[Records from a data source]
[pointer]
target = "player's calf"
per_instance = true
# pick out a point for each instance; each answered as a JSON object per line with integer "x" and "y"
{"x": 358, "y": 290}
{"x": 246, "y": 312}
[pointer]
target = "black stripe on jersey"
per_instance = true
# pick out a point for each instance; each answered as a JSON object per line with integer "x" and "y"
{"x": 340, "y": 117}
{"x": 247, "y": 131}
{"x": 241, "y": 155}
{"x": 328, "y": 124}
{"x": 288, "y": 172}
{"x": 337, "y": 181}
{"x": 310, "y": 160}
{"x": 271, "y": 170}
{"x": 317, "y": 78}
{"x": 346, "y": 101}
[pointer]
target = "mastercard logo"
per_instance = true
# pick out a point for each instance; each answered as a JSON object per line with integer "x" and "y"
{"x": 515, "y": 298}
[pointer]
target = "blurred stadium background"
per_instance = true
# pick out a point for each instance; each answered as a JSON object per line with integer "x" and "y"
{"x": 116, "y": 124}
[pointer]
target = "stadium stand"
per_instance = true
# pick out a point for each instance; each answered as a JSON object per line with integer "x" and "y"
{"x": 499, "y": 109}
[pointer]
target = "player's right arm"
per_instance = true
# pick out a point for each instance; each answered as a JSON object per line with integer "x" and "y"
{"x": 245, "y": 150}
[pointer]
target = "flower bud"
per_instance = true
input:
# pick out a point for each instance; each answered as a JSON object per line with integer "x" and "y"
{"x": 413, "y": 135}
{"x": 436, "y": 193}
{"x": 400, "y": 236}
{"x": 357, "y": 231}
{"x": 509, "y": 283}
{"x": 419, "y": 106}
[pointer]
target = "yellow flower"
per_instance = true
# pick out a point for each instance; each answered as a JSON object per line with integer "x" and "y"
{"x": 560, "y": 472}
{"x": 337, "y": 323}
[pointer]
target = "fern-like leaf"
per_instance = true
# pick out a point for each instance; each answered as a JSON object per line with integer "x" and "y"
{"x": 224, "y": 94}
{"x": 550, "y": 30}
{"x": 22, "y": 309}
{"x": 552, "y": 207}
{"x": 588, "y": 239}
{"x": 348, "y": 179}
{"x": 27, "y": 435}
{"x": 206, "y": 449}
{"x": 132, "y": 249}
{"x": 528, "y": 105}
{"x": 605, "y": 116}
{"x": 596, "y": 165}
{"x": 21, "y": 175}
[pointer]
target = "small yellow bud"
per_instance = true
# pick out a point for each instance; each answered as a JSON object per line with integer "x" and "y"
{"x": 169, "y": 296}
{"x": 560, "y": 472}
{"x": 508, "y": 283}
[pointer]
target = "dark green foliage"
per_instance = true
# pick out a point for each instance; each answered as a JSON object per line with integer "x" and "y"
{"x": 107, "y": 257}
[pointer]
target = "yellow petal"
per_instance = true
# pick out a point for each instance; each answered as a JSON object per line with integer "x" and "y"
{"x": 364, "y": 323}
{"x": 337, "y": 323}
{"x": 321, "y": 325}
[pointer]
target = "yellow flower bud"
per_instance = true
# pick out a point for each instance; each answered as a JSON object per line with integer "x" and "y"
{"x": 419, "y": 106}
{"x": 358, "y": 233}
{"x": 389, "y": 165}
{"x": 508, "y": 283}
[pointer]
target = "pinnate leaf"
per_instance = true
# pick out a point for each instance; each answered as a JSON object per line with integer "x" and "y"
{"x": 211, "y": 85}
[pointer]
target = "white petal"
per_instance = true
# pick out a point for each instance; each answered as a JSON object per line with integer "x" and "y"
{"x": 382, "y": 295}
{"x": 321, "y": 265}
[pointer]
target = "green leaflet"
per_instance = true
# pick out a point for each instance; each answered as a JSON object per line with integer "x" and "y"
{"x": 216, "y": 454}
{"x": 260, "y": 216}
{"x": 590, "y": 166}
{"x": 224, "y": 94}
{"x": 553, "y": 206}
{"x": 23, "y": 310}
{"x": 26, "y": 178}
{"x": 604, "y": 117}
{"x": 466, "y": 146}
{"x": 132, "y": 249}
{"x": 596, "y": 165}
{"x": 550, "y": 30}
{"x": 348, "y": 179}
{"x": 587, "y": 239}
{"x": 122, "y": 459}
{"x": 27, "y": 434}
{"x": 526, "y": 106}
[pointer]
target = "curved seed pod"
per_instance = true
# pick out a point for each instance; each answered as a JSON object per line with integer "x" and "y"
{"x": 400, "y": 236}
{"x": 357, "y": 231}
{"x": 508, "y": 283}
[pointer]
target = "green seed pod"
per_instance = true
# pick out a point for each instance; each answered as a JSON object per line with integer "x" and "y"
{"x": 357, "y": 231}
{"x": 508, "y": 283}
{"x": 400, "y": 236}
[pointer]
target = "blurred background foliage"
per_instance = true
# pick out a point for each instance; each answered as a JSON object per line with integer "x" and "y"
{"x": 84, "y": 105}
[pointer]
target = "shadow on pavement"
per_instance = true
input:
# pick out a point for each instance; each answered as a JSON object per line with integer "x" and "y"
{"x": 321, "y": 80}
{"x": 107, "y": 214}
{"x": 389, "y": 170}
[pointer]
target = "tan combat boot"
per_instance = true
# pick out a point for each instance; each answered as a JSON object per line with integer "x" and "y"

▸ What you will do
Which lines in the data above contain "stadium"? Show each one.

▸ Reply to the task
target = "blurred stadium background"
target = "stadium stand"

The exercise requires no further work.